Job ▸
What follows is a listing to be transcribed exactly.

==== Supplied records ====

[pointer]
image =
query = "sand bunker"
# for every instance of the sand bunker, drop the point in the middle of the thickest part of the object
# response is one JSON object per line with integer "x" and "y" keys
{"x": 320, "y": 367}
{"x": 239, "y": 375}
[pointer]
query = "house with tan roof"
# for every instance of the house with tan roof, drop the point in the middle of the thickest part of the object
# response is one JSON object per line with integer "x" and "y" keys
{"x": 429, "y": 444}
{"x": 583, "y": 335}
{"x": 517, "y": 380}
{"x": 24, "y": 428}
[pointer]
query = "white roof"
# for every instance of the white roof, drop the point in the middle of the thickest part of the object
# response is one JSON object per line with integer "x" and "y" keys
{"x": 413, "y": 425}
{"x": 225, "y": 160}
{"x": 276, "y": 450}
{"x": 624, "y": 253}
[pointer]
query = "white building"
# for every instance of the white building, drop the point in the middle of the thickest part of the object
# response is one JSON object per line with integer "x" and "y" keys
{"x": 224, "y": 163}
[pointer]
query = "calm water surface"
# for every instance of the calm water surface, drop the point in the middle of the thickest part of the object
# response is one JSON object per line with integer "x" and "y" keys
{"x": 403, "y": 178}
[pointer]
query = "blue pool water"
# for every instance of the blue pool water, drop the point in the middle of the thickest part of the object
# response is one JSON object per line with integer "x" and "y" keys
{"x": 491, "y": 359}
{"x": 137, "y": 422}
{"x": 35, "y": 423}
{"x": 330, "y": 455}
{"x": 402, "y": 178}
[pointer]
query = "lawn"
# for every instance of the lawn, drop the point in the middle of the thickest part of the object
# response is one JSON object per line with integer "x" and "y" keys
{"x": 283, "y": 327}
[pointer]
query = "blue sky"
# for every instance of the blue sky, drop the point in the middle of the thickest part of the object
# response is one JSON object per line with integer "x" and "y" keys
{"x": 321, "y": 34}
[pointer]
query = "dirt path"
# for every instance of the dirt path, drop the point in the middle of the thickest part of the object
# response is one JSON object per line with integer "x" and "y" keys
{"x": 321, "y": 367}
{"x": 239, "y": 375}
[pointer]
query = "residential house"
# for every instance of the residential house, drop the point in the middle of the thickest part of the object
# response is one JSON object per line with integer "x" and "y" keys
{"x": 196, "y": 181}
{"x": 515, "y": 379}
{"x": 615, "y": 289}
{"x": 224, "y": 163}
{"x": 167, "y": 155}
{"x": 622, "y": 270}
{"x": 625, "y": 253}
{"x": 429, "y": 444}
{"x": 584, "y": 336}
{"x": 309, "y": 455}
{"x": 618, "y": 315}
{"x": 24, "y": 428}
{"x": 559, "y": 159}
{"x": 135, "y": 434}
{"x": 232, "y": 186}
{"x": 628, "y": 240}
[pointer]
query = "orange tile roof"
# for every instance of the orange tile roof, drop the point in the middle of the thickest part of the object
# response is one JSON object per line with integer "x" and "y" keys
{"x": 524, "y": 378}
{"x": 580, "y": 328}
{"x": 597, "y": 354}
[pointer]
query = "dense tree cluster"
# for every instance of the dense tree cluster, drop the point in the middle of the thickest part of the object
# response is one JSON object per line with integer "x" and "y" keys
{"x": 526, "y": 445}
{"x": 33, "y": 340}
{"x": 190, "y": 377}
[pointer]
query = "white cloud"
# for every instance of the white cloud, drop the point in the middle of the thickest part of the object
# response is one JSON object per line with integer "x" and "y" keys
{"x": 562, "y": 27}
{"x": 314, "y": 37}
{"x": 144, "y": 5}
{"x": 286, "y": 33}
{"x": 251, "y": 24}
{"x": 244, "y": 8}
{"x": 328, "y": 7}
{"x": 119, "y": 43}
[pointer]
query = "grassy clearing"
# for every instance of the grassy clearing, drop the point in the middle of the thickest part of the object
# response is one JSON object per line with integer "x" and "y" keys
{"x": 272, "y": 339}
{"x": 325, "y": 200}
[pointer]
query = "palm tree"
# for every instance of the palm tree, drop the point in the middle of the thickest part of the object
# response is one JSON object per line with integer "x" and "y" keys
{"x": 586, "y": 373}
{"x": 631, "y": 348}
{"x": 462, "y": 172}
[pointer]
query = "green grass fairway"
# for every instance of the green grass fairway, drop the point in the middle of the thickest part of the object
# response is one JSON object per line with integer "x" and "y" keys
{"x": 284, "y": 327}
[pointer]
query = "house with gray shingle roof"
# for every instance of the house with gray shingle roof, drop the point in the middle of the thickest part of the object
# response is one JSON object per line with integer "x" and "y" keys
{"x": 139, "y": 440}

====

The output ▸
[pointer]
image =
query = "sand bunker"
# for every instance of the sand bunker, drop the point in the middle of the thickest part of the object
# response is one JSON object per line with integer "x" and "y" keys
{"x": 320, "y": 367}
{"x": 239, "y": 375}
[pointer]
query = "house with tan roof"
# for every instance of the house with tan roof, drop the point in the middle of the thickest part of the object
# response is one JSON object per line with integer "x" and "y" keys
{"x": 429, "y": 444}
{"x": 583, "y": 335}
{"x": 517, "y": 380}
{"x": 24, "y": 428}
[pointer]
query = "white roof"
# for every instance of the white roof, drop the point in the middle of the thickest part of the object
# response is one JSON object per line with integer "x" and "y" keys
{"x": 413, "y": 425}
{"x": 225, "y": 160}
{"x": 276, "y": 450}
{"x": 624, "y": 253}
[pointer]
query = "white building"
# for every instance of the white building, drop the point in the middle of the thickest part of the object
# response is one JSON object per line with integer "x" and "y" keys
{"x": 224, "y": 163}
[pointer]
query = "calm water surface"
# for every instance of the calm water surface, drop the point in the middle of the thickest part of the object
# response is one JSON object per line with integer "x" and "y" keys
{"x": 403, "y": 178}
[pointer]
query = "blue pool water"
# for every instance of the blue pool water, drop the point in the middle of the thickest part of the object
# response is one JSON object per line with integer "x" and "y" keys
{"x": 491, "y": 359}
{"x": 137, "y": 422}
{"x": 35, "y": 423}
{"x": 330, "y": 455}
{"x": 402, "y": 178}
[pointer]
query = "lawn"
# for every instance of the lawn, drop the point in the middle of the thickest part of the object
# response is one JSON object per line with integer "x" and "y" keys
{"x": 283, "y": 327}
[pointer]
query = "blue sky"
# for every instance of the blue sky, drop the point in the middle of the thickest part of the object
# response is one JSON object per line with integer "x" and "y" keys
{"x": 321, "y": 34}
[pointer]
query = "dirt path"
# for every instance of the dirt path, drop the point in the middle of the thickest part of the object
# response is one JSON object per line with integer "x" and "y" keys
{"x": 321, "y": 367}
{"x": 239, "y": 375}
[pointer]
query = "residential house"
# for every instance of the residential house, drop the point in the middle of the thickest part of the object
# response is one JSON object per line with integer "x" and "y" keys
{"x": 196, "y": 181}
{"x": 515, "y": 379}
{"x": 615, "y": 289}
{"x": 224, "y": 163}
{"x": 167, "y": 155}
{"x": 622, "y": 270}
{"x": 625, "y": 253}
{"x": 429, "y": 444}
{"x": 584, "y": 336}
{"x": 309, "y": 455}
{"x": 618, "y": 315}
{"x": 24, "y": 428}
{"x": 559, "y": 159}
{"x": 135, "y": 434}
{"x": 232, "y": 186}
{"x": 628, "y": 240}
[pointer]
query = "orange tile roof"
# for every instance of the orange tile roof, drop the point in the middle of the thickest part of the object
# response is one JSON object per line with integer "x" and "y" keys
{"x": 524, "y": 378}
{"x": 580, "y": 328}
{"x": 597, "y": 354}
[pointer]
query = "dense tree cluster"
# for every instance of the dense tree cluster, drop the point in the middle of the thickest part of the object
# response is one JSON object per line with integer "x" and "y" keys
{"x": 526, "y": 445}
{"x": 33, "y": 340}
{"x": 190, "y": 377}
[pointer]
query = "white cloud"
# for every instance of the white cloud, drop the point in the middle of the thickest part of the object
# response is one JSON object per line with integer "x" and "y" keys
{"x": 562, "y": 27}
{"x": 314, "y": 37}
{"x": 144, "y": 5}
{"x": 286, "y": 33}
{"x": 251, "y": 24}
{"x": 244, "y": 8}
{"x": 328, "y": 7}
{"x": 119, "y": 43}
[pointer]
query = "grassy clearing"
# for every instance of the grassy clearing, drop the point in the middle of the thickest part of the object
# response is one JSON object per line with integer "x" and "y" keys
{"x": 272, "y": 339}
{"x": 325, "y": 200}
[pointer]
query = "palm tree"
# for every instance of the palm tree, drop the point in the middle of the thickest part of the object
# response is one JSON object per line with integer "x" and "y" keys
{"x": 586, "y": 373}
{"x": 631, "y": 348}
{"x": 462, "y": 172}
[pointer]
query = "green grass fairway"
# for every instance of the green grass fairway, drop the point in the middle of the thickest part of the object
# response is one JSON object per line with integer "x" and "y" keys
{"x": 284, "y": 327}
[pointer]
query = "house with gray shingle roof"
# for every instance of the house with gray shingle roof, drop the point in the middle of the thickest part of the object
# response is one JSON object per line with integer "x" and "y" keys
{"x": 139, "y": 440}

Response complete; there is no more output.